● THE INPUT
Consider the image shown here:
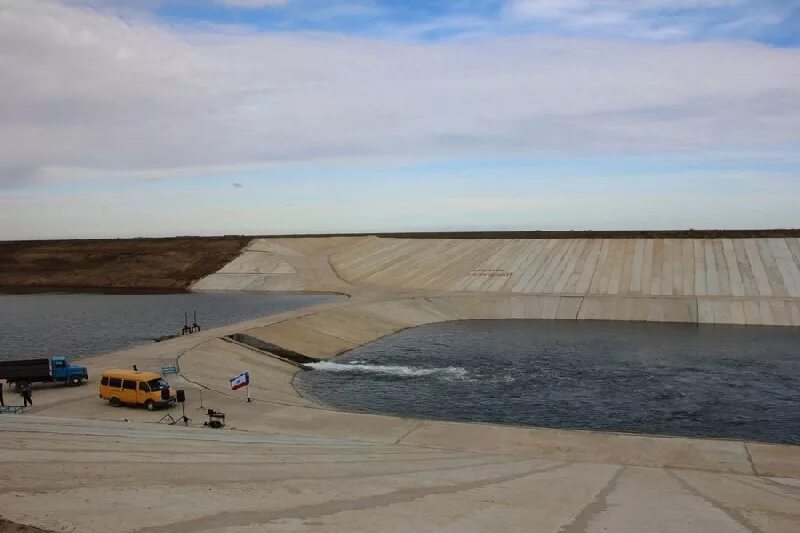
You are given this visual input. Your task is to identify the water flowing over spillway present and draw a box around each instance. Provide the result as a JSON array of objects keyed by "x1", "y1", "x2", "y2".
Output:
[{"x1": 295, "y1": 320, "x2": 800, "y2": 444}]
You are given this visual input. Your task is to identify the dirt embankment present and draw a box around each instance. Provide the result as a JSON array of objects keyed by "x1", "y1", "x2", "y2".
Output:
[{"x1": 0, "y1": 236, "x2": 250, "y2": 291}]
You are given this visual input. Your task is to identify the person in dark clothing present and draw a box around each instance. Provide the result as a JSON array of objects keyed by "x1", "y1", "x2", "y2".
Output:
[{"x1": 19, "y1": 383, "x2": 33, "y2": 407}]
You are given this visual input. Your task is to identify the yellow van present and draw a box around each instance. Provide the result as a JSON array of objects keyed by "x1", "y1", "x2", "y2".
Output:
[{"x1": 100, "y1": 370, "x2": 175, "y2": 411}]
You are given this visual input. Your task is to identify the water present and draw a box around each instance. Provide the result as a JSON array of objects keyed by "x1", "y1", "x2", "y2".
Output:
[
  {"x1": 0, "y1": 293, "x2": 341, "y2": 360},
  {"x1": 295, "y1": 320, "x2": 800, "y2": 444}
]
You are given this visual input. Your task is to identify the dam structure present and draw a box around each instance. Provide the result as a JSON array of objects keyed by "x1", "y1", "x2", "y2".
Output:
[
  {"x1": 193, "y1": 236, "x2": 800, "y2": 357},
  {"x1": 0, "y1": 234, "x2": 800, "y2": 533}
]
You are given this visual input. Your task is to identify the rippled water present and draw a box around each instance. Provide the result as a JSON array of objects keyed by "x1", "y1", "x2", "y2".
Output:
[
  {"x1": 296, "y1": 320, "x2": 800, "y2": 444},
  {"x1": 0, "y1": 293, "x2": 341, "y2": 360}
]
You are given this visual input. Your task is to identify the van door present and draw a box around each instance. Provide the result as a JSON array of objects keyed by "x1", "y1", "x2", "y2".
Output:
[
  {"x1": 136, "y1": 381, "x2": 150, "y2": 405},
  {"x1": 119, "y1": 379, "x2": 136, "y2": 404}
]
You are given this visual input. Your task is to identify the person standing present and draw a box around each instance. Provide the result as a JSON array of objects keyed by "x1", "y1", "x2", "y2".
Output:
[{"x1": 19, "y1": 383, "x2": 33, "y2": 407}]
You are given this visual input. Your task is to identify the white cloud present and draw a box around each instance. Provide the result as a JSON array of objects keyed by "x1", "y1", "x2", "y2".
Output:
[
  {"x1": 0, "y1": 0, "x2": 800, "y2": 186},
  {"x1": 216, "y1": 0, "x2": 290, "y2": 9},
  {"x1": 504, "y1": 0, "x2": 792, "y2": 40}
]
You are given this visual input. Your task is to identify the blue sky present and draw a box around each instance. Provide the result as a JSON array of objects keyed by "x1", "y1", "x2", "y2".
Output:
[
  {"x1": 0, "y1": 0, "x2": 800, "y2": 239},
  {"x1": 154, "y1": 0, "x2": 800, "y2": 46}
]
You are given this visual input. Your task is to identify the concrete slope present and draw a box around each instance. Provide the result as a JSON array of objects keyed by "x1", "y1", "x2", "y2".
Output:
[
  {"x1": 192, "y1": 237, "x2": 358, "y2": 293},
  {"x1": 0, "y1": 417, "x2": 800, "y2": 533},
  {"x1": 332, "y1": 238, "x2": 800, "y2": 298},
  {"x1": 194, "y1": 237, "x2": 800, "y2": 326}
]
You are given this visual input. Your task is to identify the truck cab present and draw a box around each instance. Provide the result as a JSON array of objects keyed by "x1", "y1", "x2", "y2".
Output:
[{"x1": 50, "y1": 355, "x2": 89, "y2": 385}]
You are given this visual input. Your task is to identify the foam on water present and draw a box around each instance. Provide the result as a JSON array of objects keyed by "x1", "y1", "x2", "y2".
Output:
[
  {"x1": 295, "y1": 320, "x2": 800, "y2": 444},
  {"x1": 306, "y1": 361, "x2": 468, "y2": 379}
]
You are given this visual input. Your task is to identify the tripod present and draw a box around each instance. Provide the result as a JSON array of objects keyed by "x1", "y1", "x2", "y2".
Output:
[
  {"x1": 167, "y1": 402, "x2": 192, "y2": 426},
  {"x1": 156, "y1": 413, "x2": 178, "y2": 426}
]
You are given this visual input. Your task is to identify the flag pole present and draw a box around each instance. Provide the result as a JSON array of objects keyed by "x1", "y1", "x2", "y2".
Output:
[{"x1": 244, "y1": 370, "x2": 250, "y2": 403}]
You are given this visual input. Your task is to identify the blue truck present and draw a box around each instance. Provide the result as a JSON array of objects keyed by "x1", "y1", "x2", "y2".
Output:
[{"x1": 0, "y1": 355, "x2": 89, "y2": 389}]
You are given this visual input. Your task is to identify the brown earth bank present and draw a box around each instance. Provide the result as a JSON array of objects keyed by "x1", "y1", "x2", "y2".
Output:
[
  {"x1": 264, "y1": 228, "x2": 800, "y2": 239},
  {"x1": 0, "y1": 236, "x2": 250, "y2": 292},
  {"x1": 0, "y1": 229, "x2": 800, "y2": 292},
  {"x1": 0, "y1": 518, "x2": 54, "y2": 533}
]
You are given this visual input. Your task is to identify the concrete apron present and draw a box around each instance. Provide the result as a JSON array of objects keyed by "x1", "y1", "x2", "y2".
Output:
[{"x1": 21, "y1": 296, "x2": 800, "y2": 478}]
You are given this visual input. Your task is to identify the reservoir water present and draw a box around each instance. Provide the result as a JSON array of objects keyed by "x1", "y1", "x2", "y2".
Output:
[
  {"x1": 0, "y1": 293, "x2": 343, "y2": 360},
  {"x1": 295, "y1": 320, "x2": 800, "y2": 444}
]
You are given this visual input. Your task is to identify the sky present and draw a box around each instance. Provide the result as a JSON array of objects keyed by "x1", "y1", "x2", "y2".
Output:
[{"x1": 0, "y1": 0, "x2": 800, "y2": 240}]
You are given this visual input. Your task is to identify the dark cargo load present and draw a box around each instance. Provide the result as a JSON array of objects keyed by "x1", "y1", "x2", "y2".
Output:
[{"x1": 0, "y1": 359, "x2": 50, "y2": 381}]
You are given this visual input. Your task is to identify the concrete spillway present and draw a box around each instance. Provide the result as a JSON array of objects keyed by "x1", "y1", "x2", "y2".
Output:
[
  {"x1": 194, "y1": 237, "x2": 800, "y2": 326},
  {"x1": 0, "y1": 237, "x2": 800, "y2": 533}
]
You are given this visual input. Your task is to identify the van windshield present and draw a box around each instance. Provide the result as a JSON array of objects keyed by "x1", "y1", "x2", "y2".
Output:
[{"x1": 147, "y1": 378, "x2": 169, "y2": 391}]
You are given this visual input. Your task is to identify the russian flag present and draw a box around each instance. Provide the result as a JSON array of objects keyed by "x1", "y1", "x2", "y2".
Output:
[{"x1": 230, "y1": 372, "x2": 250, "y2": 390}]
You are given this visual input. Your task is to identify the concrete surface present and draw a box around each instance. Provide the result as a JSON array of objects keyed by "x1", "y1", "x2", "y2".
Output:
[
  {"x1": 0, "y1": 238, "x2": 800, "y2": 533},
  {"x1": 194, "y1": 237, "x2": 800, "y2": 326}
]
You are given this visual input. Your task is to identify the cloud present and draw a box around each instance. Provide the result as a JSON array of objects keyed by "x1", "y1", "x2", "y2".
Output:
[
  {"x1": 215, "y1": 0, "x2": 291, "y2": 9},
  {"x1": 0, "y1": 0, "x2": 800, "y2": 187},
  {"x1": 504, "y1": 0, "x2": 796, "y2": 39}
]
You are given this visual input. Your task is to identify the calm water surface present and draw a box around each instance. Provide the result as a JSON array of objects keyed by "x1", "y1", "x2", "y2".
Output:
[
  {"x1": 0, "y1": 293, "x2": 342, "y2": 360},
  {"x1": 296, "y1": 320, "x2": 800, "y2": 444}
]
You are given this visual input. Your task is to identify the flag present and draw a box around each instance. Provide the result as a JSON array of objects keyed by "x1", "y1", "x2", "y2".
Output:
[{"x1": 230, "y1": 372, "x2": 250, "y2": 390}]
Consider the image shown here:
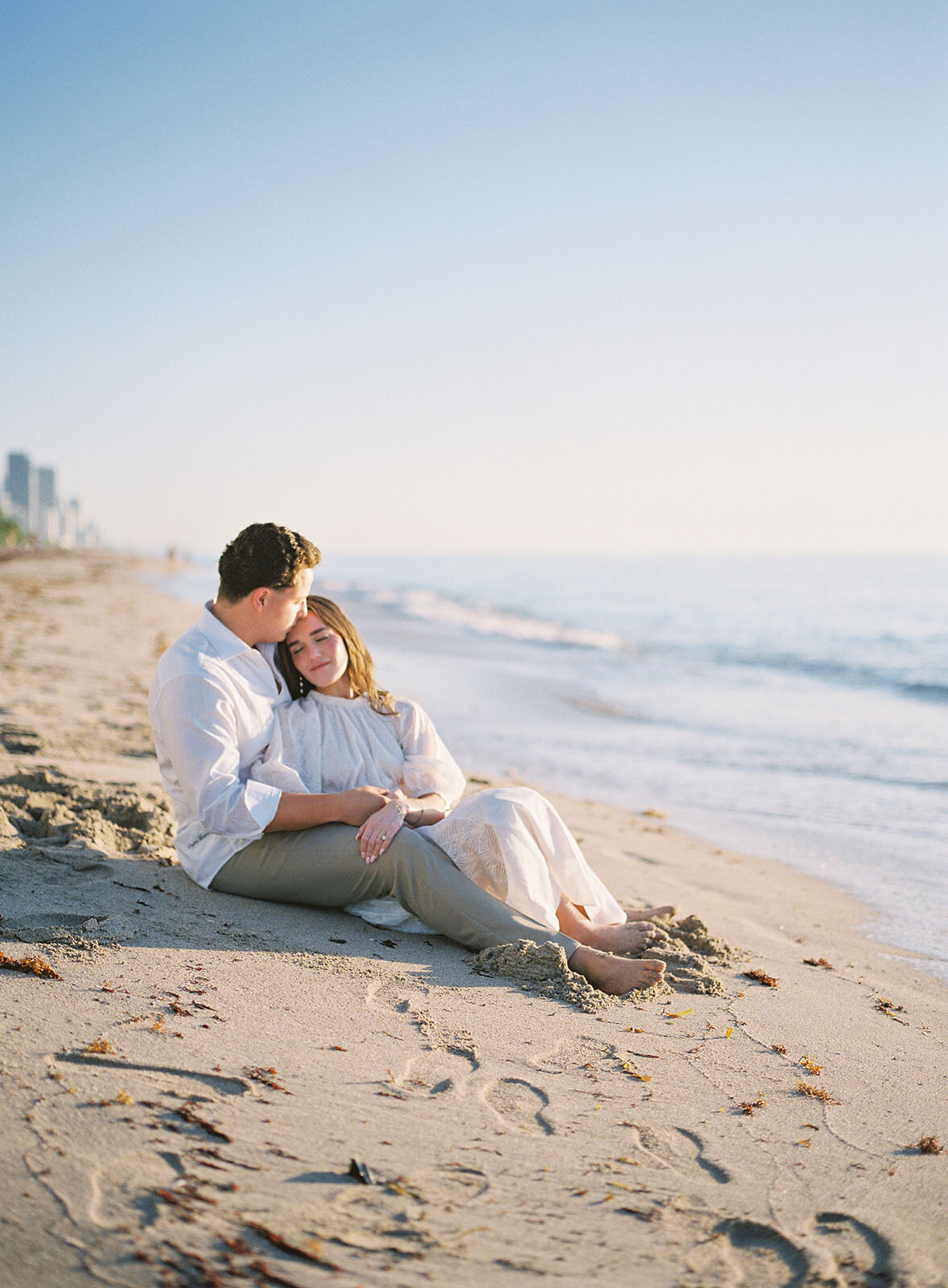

● SET EXERCISE
Put the lines of the rows above into a Markdown table with columns "Nr" and "Line", starting with the line that contains "identify the calm" and going on through the end of the rows. Leave out blank lines and the pictures.

● FINISHED TASK
| Nr | Line |
|---|---|
| 1 | You are given this visual input. Your task is to identify the calm water surface present and draw a box around each instance. Provide the result as a JSON array of objects keyed by "x1", "y1", "x2", "y2". |
| 2 | Output: |
| 3 | [ |
| 4 |   {"x1": 0, "y1": 293, "x2": 342, "y2": 360}, |
| 5 |   {"x1": 296, "y1": 320, "x2": 800, "y2": 444} |
| 6 | ] |
| 7 | You are given this visual input. Your task is to identify the flag present and draw a box around each instance. Provide the result as a JSON array of objects keyed by "x1", "y1", "x2", "y2". |
| 8 | Output: |
| 9 | [{"x1": 230, "y1": 372, "x2": 250, "y2": 390}] |
| 10 | Consider the image shown here: |